# Consignes
a. Dans le texte sur David Bowie, relevez toutes les personnes ou formations dont il veut désormais se passer pour prouver qu'il peut s'imposer seul.
b. D'après le texte sur David Bowie, quel rôle Ken Scott tenait-il auprès de lui ?
c. Recopiez fidèlement le passage du texte sur David Bowie qui va de « Libéré d’un avatar » jusqu'à « des années 1970. ».

# Texte extrait
▼▼▼

Franck, le 29/12/2024
( mots)

Libéré d’un avatar extraterrestre quelque peu envahissant*, et porté par le succès commercial de Pin Ups (un album de reprises assez dispensable avec le recul), David Bowie semble bien décidé à ouvrir un nouveau chapitre de sa carrière. Ce tournant s’accompagne d’une volonté de reprendre les rênes de sa création, mais surtout de prouver qu’il peut s’imposer seul : sans l’œil avisé de Ken Scott, son producteur de longue date, sans les Spiders from Mars, les musiciens qui l’ont accompagné jusqu’au sommet de sa notoriété, et surtout sans Mick Ronson, le guitariste qui a indéniablement contribué à façonner l’identité sonore de David Bowie durant cette première moitié des années 1970.

▲▲▲

# Données fournies
▼▼▼

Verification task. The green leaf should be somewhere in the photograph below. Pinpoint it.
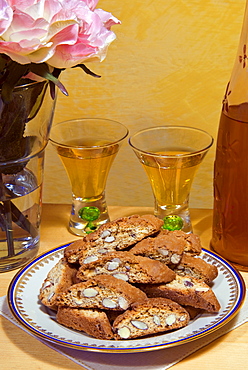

▲▲▲

# Réponses
a. Ken Scott, les Spiders from Mars, Mick Ronson

b. C'était son producteur de longue date.

c.
Libéré d’un avatar extraterrestre quelque peu envahissant*, et porté par le succès commercial de Pin Ups (un album de reprises assez dispensable avec le recul), David Bowie semble bien décidé à ouvrir un nouveau chapitre de sa carrière. Ce tournant s’accompagne d’une volonté de reprendre les rênes de sa création, mais surtout de prouver qu’il peut s’imposer seul : sans l’œil avisé de Ken Scott, son producteur de longue date, sans les Spiders from Mars, les musiciens qui l’ont accompagné jusqu’au sommet de sa notoriété, et surtout sans Mick Ronson, le guitariste qui a indéniablement contribué à façonner l’identité sonore de David Bowie durant cette première moitié des années 1970.